### Set problem
Can you give the data below as a Markdown table with the columns Row and Line, beginning with the line that contains "Look through this image and locate every arched" and continuing through the line that contains "[128,359,1000,559]", with blank lines left out?

[Rows from a box labeling dataset]
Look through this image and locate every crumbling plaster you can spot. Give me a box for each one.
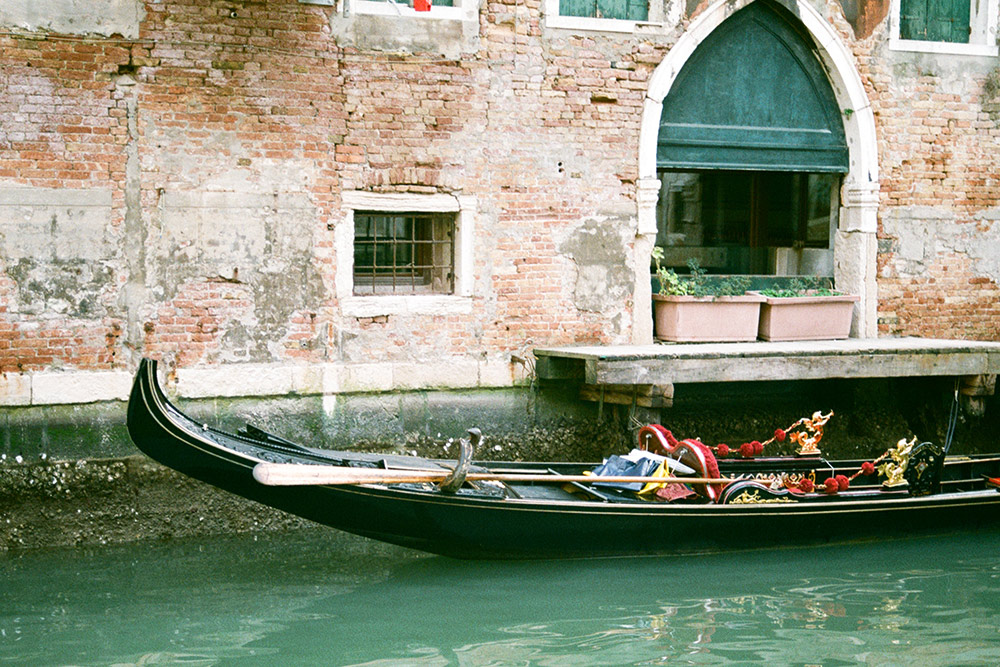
[882,206,1000,283]
[0,0,146,39]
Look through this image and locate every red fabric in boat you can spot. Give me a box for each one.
[639,424,725,503]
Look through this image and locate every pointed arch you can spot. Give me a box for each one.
[633,0,879,343]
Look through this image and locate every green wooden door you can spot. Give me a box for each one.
[559,0,649,21]
[899,0,971,44]
[657,0,848,173]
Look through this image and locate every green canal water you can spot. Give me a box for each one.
[0,530,1000,666]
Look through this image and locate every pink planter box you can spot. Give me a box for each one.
[758,294,859,340]
[653,294,764,343]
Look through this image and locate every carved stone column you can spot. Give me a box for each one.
[632,178,660,345]
[834,181,879,338]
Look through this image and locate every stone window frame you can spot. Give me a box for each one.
[889,0,1000,57]
[334,190,477,317]
[340,0,479,21]
[540,0,681,34]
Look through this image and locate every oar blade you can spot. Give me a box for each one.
[253,463,448,486]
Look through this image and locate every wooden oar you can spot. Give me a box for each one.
[253,463,736,486]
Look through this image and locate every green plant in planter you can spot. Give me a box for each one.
[652,246,750,296]
[760,276,841,299]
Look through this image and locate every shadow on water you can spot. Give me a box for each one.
[0,531,1000,665]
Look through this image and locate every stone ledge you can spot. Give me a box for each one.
[535,338,1000,385]
[0,356,527,407]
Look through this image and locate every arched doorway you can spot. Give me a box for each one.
[633,0,878,343]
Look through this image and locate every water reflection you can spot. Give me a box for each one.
[0,531,1000,666]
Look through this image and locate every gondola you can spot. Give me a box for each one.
[128,359,1000,559]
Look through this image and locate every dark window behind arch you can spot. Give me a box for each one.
[657,0,848,276]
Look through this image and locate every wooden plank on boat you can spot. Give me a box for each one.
[253,463,735,486]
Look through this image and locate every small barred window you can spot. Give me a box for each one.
[354,211,455,296]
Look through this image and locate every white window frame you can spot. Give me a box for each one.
[889,0,1000,57]
[545,0,668,33]
[334,190,477,317]
[340,0,479,21]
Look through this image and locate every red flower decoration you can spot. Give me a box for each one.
[834,475,851,491]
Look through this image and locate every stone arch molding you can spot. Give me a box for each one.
[633,0,879,344]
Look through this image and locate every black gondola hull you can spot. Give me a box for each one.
[128,360,1000,558]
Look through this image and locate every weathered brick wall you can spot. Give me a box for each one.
[873,57,1000,340]
[0,34,128,373]
[0,0,1000,396]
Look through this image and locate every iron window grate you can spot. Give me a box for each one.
[354,211,455,296]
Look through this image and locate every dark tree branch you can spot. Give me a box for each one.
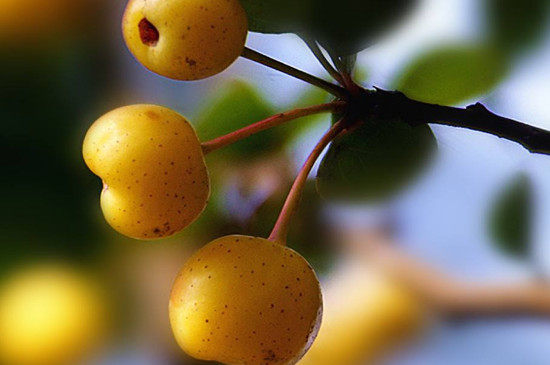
[363,89,550,155]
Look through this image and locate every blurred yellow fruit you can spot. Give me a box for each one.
[0,0,90,43]
[122,0,248,80]
[298,261,423,365]
[83,105,210,239]
[0,265,106,365]
[170,236,322,365]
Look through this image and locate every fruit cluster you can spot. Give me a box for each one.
[83,0,433,365]
[83,0,348,364]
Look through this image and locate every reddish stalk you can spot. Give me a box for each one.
[268,119,344,246]
[241,47,348,99]
[201,101,346,155]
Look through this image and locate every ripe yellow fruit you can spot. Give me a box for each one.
[0,265,106,365]
[83,105,210,239]
[170,236,322,365]
[298,260,424,365]
[0,0,91,44]
[122,0,248,80]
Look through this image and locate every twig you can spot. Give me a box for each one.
[302,36,344,85]
[241,48,348,99]
[368,89,550,154]
[201,101,346,155]
[269,118,345,245]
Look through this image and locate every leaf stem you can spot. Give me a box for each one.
[241,47,348,99]
[268,118,345,245]
[205,101,346,155]
[302,36,344,85]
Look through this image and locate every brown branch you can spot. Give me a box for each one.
[362,89,550,155]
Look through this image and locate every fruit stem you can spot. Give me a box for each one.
[329,52,362,96]
[302,36,344,85]
[201,101,346,155]
[268,118,345,246]
[241,47,348,99]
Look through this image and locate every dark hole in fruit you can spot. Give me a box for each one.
[138,18,159,47]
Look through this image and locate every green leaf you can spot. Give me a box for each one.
[309,0,417,56]
[485,0,550,53]
[196,81,285,159]
[490,174,533,257]
[396,45,508,105]
[317,120,436,202]
[241,0,313,33]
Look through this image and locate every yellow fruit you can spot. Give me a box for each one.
[83,105,210,239]
[298,261,424,365]
[122,0,248,80]
[0,0,90,43]
[0,265,105,365]
[170,236,322,365]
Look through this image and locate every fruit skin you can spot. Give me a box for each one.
[0,0,94,45]
[83,105,210,239]
[0,264,107,365]
[169,235,322,365]
[297,258,426,365]
[122,0,248,81]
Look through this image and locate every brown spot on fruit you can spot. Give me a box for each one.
[138,18,160,47]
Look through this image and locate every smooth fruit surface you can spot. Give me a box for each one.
[170,236,322,365]
[298,260,424,365]
[0,0,92,43]
[0,265,105,365]
[122,0,248,80]
[83,105,210,239]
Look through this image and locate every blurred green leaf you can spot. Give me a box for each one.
[309,0,417,56]
[241,0,314,33]
[490,174,533,257]
[317,120,436,202]
[196,81,285,159]
[485,0,550,53]
[396,45,508,105]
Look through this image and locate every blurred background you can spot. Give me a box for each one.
[0,0,550,365]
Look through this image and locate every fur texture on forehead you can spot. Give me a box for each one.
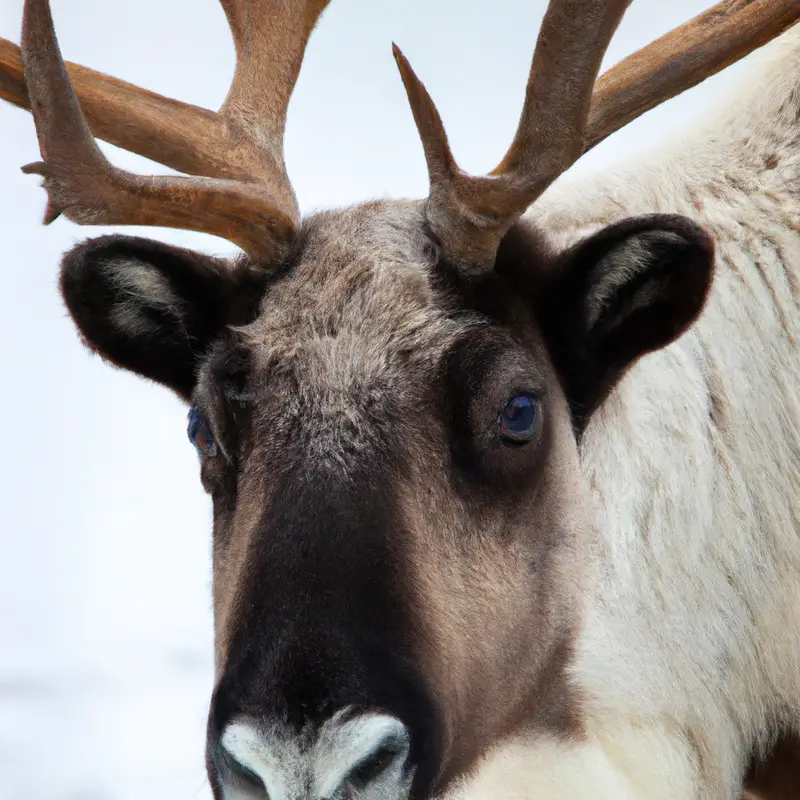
[237,202,482,389]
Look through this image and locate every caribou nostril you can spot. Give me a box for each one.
[221,747,267,795]
[347,744,405,789]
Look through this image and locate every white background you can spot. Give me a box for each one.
[0,0,760,800]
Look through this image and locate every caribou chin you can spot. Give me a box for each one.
[0,0,800,800]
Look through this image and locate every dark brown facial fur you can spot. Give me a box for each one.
[62,198,713,798]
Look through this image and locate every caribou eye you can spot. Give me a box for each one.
[187,406,217,458]
[500,394,539,444]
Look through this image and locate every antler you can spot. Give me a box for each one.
[394,0,800,273]
[10,0,329,262]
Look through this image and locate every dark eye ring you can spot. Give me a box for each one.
[500,394,541,445]
[187,406,217,458]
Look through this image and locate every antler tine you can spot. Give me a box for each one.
[395,0,631,272]
[220,0,330,142]
[13,0,327,262]
[395,0,800,273]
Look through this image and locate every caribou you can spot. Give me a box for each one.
[0,0,800,800]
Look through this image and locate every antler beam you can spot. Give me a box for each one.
[0,0,329,263]
[395,0,800,273]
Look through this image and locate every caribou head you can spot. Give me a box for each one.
[0,0,787,800]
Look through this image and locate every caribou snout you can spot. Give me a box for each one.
[209,709,413,800]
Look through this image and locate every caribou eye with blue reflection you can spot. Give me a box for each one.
[187,406,217,458]
[500,394,539,444]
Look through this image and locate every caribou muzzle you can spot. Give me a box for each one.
[207,471,438,800]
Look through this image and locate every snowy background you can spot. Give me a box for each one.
[0,0,764,800]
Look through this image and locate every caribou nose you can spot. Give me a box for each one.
[212,711,413,800]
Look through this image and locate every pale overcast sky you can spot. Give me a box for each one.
[0,0,760,800]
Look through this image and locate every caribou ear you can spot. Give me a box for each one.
[538,215,714,419]
[61,236,264,399]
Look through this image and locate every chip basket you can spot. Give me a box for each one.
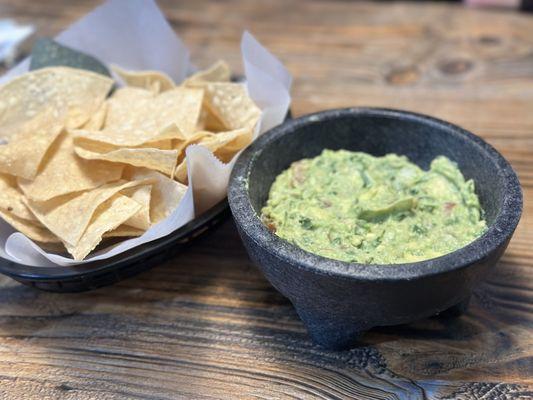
[0,108,292,292]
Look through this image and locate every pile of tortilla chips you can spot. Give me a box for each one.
[0,62,260,260]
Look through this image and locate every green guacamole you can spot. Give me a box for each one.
[262,150,486,264]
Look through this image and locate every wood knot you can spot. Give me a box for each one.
[438,58,474,75]
[385,66,420,85]
[478,35,501,46]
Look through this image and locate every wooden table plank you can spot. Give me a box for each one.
[0,0,533,399]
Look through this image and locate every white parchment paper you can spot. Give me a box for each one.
[0,0,292,266]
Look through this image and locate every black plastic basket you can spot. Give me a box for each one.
[0,199,229,292]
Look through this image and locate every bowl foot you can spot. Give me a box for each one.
[437,296,470,318]
[296,307,368,350]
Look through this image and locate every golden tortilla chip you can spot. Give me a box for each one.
[111,65,176,93]
[0,67,113,140]
[65,194,141,261]
[0,174,38,222]
[82,101,107,131]
[174,128,252,183]
[18,132,123,201]
[183,60,231,86]
[72,123,188,152]
[122,185,152,230]
[0,109,63,179]
[189,82,261,130]
[25,179,153,246]
[74,87,203,147]
[75,146,179,176]
[124,168,187,224]
[0,209,59,243]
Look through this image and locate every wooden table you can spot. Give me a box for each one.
[0,0,533,399]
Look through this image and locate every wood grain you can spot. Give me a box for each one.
[0,0,533,400]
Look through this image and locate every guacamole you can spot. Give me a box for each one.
[262,150,486,264]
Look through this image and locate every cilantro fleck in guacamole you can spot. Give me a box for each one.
[262,150,486,264]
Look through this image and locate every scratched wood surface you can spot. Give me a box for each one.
[0,0,533,400]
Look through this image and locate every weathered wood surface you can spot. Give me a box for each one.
[0,0,533,399]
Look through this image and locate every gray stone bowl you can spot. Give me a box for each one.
[228,108,522,349]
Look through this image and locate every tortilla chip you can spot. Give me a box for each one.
[18,132,123,201]
[124,168,187,224]
[74,87,203,147]
[0,209,59,243]
[174,128,252,184]
[0,109,63,179]
[83,101,107,131]
[65,194,141,261]
[25,179,153,246]
[75,146,178,176]
[0,67,113,140]
[111,65,176,93]
[183,60,231,86]
[188,82,261,130]
[0,174,38,222]
[103,225,145,238]
[71,123,188,152]
[122,185,152,231]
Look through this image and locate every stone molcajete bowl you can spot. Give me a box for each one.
[228,108,522,349]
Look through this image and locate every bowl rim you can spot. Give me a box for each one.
[228,107,523,281]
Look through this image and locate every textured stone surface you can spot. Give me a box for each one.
[228,108,522,348]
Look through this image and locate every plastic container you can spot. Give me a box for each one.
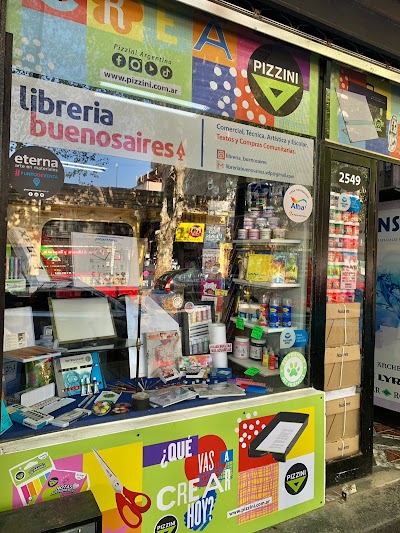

### Completed task
| Row | Line |
|---|---|
| 1 | Look through this image and locate every arched doorway you can spot. Give me a box for each one. |
| 2 | [633,0,878,343] |
| 3 | Look through this image and locate every water reflection you can spot. Give me a box for each one. |
| 4 | [0,531,1000,666] |
| 5 | Look through this image and locate every gondola you can spot. Give me a box for each one. |
| 6 | [128,359,1000,559] |